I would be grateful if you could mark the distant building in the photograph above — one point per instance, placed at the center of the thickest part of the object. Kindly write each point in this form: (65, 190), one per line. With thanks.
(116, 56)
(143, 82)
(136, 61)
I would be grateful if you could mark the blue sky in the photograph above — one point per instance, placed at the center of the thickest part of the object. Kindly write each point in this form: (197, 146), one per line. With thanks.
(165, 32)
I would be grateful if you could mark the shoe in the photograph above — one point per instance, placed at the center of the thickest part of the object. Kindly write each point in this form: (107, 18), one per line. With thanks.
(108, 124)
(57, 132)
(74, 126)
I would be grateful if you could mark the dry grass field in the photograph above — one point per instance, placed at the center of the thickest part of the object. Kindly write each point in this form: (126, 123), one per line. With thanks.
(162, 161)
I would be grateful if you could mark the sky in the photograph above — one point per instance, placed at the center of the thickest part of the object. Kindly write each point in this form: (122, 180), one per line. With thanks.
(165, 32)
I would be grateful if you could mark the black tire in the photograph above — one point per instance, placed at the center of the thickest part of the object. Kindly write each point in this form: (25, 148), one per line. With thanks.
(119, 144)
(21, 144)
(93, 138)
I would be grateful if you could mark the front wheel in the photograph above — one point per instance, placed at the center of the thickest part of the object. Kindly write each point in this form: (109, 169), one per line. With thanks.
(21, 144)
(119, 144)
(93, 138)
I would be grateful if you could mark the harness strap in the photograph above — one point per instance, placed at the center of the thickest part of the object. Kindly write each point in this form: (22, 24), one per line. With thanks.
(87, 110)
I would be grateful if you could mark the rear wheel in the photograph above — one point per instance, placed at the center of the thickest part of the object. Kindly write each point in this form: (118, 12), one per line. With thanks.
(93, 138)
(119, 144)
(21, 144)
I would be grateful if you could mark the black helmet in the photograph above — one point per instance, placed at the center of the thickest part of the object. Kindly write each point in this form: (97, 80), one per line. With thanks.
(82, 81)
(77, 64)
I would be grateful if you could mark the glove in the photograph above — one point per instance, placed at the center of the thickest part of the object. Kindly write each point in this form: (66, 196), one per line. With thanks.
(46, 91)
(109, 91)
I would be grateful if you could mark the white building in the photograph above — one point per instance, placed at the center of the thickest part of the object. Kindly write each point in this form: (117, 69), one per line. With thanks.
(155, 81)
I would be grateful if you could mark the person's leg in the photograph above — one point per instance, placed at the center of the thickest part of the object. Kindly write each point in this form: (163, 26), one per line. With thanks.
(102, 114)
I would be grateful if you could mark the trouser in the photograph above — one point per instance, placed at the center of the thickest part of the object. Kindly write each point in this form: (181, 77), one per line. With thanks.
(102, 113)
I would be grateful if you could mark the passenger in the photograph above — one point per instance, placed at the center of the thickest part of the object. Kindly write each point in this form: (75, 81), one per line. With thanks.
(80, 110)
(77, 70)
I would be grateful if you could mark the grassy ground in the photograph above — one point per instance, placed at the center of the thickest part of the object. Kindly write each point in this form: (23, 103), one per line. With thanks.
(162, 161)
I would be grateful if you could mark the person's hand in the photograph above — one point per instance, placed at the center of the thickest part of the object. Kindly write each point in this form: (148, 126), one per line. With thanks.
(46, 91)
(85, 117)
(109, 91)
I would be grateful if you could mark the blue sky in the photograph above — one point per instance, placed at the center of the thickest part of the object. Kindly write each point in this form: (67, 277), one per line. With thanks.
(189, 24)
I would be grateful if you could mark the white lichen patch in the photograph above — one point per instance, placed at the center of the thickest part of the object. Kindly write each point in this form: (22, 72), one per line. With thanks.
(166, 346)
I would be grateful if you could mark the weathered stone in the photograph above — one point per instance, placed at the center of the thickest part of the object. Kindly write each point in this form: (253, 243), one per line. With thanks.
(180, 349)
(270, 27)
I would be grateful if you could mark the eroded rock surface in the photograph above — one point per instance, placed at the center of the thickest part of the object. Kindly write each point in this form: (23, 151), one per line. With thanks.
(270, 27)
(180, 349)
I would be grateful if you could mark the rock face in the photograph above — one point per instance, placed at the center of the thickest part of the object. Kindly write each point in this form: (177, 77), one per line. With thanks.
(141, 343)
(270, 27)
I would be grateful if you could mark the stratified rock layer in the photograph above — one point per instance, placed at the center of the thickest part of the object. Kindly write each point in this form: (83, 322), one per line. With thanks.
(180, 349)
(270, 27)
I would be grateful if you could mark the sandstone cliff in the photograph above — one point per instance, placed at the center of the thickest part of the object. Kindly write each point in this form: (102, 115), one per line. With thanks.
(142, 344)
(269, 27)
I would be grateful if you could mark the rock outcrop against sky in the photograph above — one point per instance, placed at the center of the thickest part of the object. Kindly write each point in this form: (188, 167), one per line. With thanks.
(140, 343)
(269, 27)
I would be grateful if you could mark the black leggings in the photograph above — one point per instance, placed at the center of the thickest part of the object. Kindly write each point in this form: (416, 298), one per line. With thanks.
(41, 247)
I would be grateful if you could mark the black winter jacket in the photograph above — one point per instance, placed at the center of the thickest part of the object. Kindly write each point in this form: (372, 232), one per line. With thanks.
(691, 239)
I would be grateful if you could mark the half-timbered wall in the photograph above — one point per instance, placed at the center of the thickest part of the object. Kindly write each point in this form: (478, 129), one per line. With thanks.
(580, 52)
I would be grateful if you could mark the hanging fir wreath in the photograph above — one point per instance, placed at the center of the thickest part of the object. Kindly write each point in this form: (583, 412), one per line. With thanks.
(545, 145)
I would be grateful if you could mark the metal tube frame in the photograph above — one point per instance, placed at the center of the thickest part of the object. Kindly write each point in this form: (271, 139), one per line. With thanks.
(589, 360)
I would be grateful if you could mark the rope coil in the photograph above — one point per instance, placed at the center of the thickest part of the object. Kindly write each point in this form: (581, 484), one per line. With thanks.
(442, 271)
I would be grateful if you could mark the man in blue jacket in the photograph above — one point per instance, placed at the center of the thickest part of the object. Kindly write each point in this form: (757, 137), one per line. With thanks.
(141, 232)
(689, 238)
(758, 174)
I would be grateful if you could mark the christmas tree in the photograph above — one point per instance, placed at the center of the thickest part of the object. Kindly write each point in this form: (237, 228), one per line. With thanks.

....

• _Goal_: Copy out all of the records above word for word, keeping each line as it is.

• _Expected output_:
I would be grateful if you could mark the distant building in the photograph above — one point per instance, placed at the center of the thickest part of the object. Kindly write each point in this form: (65, 190), one per line. With thanks.
(116, 56)
(143, 82)
(136, 61)
I would be grateful if you could mark the blue sky in the photograph above — one point per instance, placed at the center of the thickest part of the object. Kindly write each point in this form: (197, 146), one per line. With thanks.
(165, 32)
I would be grateful if you could mark the shoe in the photograph above — one point per instance, placed at the center of the thickest part of the object. Kindly write each point in this form: (107, 18), one per line. With thanks.
(108, 124)
(57, 132)
(74, 126)
I would be grateful if you could mark the dry grass field in the photograph above — one point per instance, placed at the center of the thickest part of the object. Kindly write each point in this form: (126, 123), one per line. With thanks.
(162, 161)
I would be grateful if you could mark the sky in the photograph above — one point per instance, placed at the center of the thickest part of the object. Kindly write each point in this form: (122, 180), one per line. With thanks.
(165, 32)
I would be grateful if you could mark the black tire in the photograph above — one point per instance, placed at the center of the thickest part of the object. Kindly write each point in this form: (25, 148), one per line. With thanks.
(119, 144)
(21, 144)
(93, 138)
I would be grateful if you could mark the front wheel in the photograph above — one point per instance, placed at the center of the thickest part of the object. Kindly write each point in this form: (109, 169), one per line. With thanks.
(21, 144)
(119, 144)
(93, 138)
I would be grateful if you could mark the harness strap in the photograph above — one point per instance, placed at the center of the thickest part of the object. Kindly write each point in this form: (22, 24), one per line. With thanks.
(87, 110)
I would be grateful if you could mark the rear wheel in the photograph above — one point per instance, placed at the center of the thickest part of the object. Kindly write each point in this form: (118, 12), one per line. With thanks.
(93, 138)
(119, 144)
(21, 144)
I would be grateful if you could mark the black helmet in the photograph above — one point per instance, placed at the center of the thickest part of the object. Kindly write each point in this form: (97, 80), one per line. With thanks.
(82, 81)
(77, 64)
I would be grateful if you could mark the glove in the photograph above — one point per instance, placed at the center of the thickest part of the object. Kindly write each point in this form: (66, 196), one per line. With thanks.
(46, 91)
(109, 91)
I would be grateful if you could mark the white building in the photograph above — one point per instance, placed at the center of the thickest part of the object. Kindly write each point in this form: (117, 69), one per line. With thanks.
(155, 81)
I would be grateful if you could mark the person's leg in the photograph above — one point per instance, placed at the center of the thickest part of the object. Kindly write each point in this form: (163, 26), one per line. With thanks.
(102, 114)
I would be grateful if you could mark the trouser in the photograph above — one point per instance, placed at the center of the thickest part of the object. Kindly write each point in this form: (181, 77), one per line. With thanks.
(102, 113)
I would be grateful if you could mark the passenger in the photograph above — one point per instance, placed at the center of the thickest part of the object. Kindly write each point in this form: (75, 81), one per line. With thanks.
(80, 110)
(77, 70)
I would be grateful if you could mark the grassy ground in the photograph above — one point per instance, placed at the center of the thickest part of the object. Kindly write each point in this form: (23, 103), one per line. With thanks.
(162, 161)
I would be grateful if you could mark the person's hand in the photograph above — one point per instance, placed at the center of the thickest part of the object. Kindly write each point in this form: (148, 126), one per line. With thanks.
(46, 91)
(85, 117)
(109, 91)
I would be grateful if you could mark the blue sky in the photograph above — one point per instance, placed at the center of the thickest part of the object. Kindly write each point in this form: (67, 277), one per line. With thanks.
(189, 24)
I would be grateful if you could mark the white lichen patch in the photograph above — one point per instance, placed at the center of the thickest part of the object. Kindly write each point in this form: (22, 72), one per line. With thanks.
(166, 346)
I would be grateful if you could mark the weathered stone in the photograph above — one point per instance, placed at the center of the thickest part of the object. Kindly write each point in this form: (253, 243), one per line. With thanks.
(180, 349)
(270, 27)
I would be grateful if you could mark the eroded rock surface in the photograph above — one point per instance, placed at the center of the thickest part of the object. Kindly write each point in this form: (23, 151), one per line. With thanks.
(270, 27)
(180, 349)
I would be grateful if you could mark the rock face in the photograph above — one point per instance, placed at the center of the thickest part of the object. Kindly write each point in this form: (177, 77), one per line. With thanks.
(141, 343)
(270, 27)
I would be grateful if you could mark the stratified rock layer in the photograph above — one point per instance, placed at the center of the thickest part of the object. Kindly write each point in this form: (83, 322), one per line. With thanks.
(180, 349)
(270, 27)
I would be grateful if you could mark the sandstone cliff in the photograph above — one point per instance, placed at the center of the thickest part of the object. Kindly write each point in this form: (102, 115), one per line. With thanks.
(142, 344)
(269, 27)
I would be grateful if you could mark the rock outcrop against sky in the photograph above — one point per instance, placed at the center of the thickest part of the object. Kindly write each point in this form: (188, 167), one per line. With thanks.
(140, 343)
(269, 27)
I would be grateful if you could mark the black leggings in the photograph above — one point per instance, placed at the center of the thickest part of the object. Kindly write each point in this form: (416, 298), one per line. With thanks.
(41, 247)
I would be grateful if you could mark the black winter jacket in the photograph above — one point per instance, placed at the center of the thickest part of the object. Kindly write each point in this form: (372, 232), one per line. With thanks.
(691, 239)
I would be grateful if you could mark the half-timbered wall in the photograph above — one point per instance, placed at the center of the thickest part of the object. Kindly write each point in this form: (478, 129), one per line. With thanks.
(580, 52)
I would be grateful if you could mark the hanging fir wreath in the photograph above — one point per instance, placed at the center of the thickest part of the object. Kindly write each point in this form: (583, 412), one per line. With thanks.
(545, 145)
I would be grateful if you could mark the metal tube frame in the photograph above — one point per instance, placed at the center of the thickest part of the object. Kindly write each point in this form: (271, 139), one per line. With thanks.
(589, 360)
I would be grateful if you could mark the rope coil in the photograph above — one point per instance, placed at the center of the thickest part of the object. Kindly write each point in this form: (581, 484), one per line. With thanks.
(442, 271)
I would be grateful if you could mark the man in blue jacket in the photograph above — one point per instance, placed at the center of the thickest part of the object. Kindly write each point in this form: (757, 137), one per line. With thanks.
(141, 232)
(689, 238)
(758, 174)
I would be grateful if you could mark the christmas tree in the photograph above — one point per instance, placed at the center of the thickest part of the object. Kindly write each point in this form: (237, 228), one per line. With thanks.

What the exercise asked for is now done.